┌─ RECORDED INFORMATION

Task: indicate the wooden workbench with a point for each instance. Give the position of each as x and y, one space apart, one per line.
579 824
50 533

└─
┌─ RECORDED INFORMATION

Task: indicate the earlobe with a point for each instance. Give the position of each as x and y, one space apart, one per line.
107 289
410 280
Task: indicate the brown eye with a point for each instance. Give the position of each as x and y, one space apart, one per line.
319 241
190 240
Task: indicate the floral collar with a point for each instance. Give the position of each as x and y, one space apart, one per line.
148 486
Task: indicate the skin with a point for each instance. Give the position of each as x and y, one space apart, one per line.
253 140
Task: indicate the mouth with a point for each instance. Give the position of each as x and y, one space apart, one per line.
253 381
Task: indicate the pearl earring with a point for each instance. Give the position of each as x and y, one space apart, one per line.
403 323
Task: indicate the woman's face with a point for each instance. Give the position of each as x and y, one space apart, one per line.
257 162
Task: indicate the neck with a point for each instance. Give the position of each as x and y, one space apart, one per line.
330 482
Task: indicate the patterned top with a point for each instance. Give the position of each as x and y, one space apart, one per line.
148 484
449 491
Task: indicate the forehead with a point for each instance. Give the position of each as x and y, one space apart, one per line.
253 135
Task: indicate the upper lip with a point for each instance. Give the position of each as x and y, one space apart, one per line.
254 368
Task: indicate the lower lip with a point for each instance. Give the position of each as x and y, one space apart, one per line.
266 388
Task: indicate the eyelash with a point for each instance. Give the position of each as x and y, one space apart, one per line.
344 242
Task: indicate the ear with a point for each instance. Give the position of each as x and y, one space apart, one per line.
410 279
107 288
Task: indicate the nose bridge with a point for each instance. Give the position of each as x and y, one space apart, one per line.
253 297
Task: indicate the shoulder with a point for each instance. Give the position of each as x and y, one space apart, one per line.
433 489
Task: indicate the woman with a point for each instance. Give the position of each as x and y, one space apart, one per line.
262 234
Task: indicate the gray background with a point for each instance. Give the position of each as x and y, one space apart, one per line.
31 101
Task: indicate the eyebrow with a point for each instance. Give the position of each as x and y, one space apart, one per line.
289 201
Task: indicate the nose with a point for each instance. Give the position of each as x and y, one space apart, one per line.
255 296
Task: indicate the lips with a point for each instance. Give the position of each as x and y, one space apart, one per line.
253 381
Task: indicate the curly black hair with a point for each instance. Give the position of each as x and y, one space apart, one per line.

└─

_EXERCISE INSTRUCTIONS_
Going down the listing above, begin printing at the line with "Task: indicate the lips" and finish with the line with "Task: indicate the curly", exactly as they appear.

_SOLUTION TO THIS PROBLEM_
Task: indicate the lips with a point for each instance. Give the position of each as x and y, one space apart, one per line.
253 381
Task: indicate the curly black hair with a point for each instance. Give the position of each as x and y, one space apart, one per line.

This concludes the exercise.